### EXTRACTED RECORDS
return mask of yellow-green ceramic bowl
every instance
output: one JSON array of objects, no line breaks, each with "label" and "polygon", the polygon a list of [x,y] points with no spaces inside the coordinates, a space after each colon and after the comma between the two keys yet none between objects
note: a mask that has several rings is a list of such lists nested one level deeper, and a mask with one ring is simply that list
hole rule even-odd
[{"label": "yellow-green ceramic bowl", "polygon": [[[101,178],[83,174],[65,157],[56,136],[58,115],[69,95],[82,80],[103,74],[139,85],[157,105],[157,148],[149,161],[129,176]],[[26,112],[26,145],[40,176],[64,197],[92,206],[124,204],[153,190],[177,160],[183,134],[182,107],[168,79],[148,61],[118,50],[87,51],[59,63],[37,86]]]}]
######
### EXTRACTED RECORDS
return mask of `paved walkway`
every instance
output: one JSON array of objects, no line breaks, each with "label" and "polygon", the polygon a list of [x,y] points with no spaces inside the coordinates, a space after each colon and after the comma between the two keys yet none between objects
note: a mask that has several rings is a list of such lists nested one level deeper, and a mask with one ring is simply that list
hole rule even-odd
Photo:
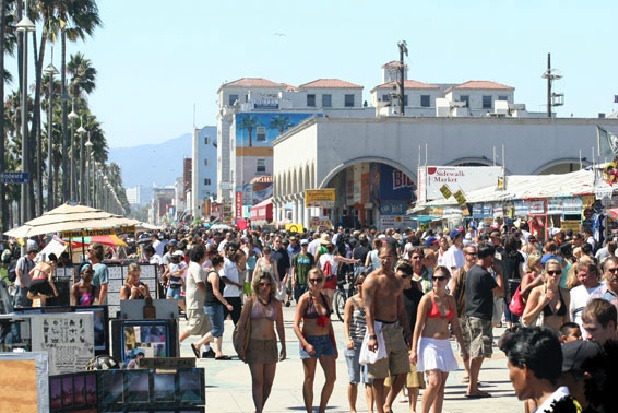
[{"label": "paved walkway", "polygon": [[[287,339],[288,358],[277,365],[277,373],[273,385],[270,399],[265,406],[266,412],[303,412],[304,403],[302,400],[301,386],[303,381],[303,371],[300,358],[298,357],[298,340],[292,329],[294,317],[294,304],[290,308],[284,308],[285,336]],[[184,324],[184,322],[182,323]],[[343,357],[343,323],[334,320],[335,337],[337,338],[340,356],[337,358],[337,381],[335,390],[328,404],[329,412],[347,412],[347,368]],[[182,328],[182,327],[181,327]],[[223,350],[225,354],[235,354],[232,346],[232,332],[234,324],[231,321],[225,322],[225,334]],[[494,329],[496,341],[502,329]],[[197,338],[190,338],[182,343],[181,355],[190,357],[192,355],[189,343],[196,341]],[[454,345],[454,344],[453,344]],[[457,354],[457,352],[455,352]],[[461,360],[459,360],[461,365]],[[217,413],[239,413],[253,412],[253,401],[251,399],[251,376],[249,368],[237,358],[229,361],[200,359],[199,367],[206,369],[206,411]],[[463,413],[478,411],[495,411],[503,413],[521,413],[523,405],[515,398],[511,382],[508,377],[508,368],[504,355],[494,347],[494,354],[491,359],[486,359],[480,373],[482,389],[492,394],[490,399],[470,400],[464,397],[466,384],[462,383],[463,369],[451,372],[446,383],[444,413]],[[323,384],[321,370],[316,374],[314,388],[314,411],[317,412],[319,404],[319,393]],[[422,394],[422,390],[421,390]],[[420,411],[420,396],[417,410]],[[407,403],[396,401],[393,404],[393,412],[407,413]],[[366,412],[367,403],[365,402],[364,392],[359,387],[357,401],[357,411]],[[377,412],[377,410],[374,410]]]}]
######
WORK TO COMPLETE:
Please go through the data above and copy every line that has the word "mask".

FINISHED EXERCISE:
return mask of yellow-green ceramic bowl
note: a mask that has several rings is a list of such lists nested one level deeper, and a mask with one ring is simply that list
return mask of `paved walkway`
note: a mask that has several rings is a list of such lists nested one level deeper, and a mask with one ring is simply that list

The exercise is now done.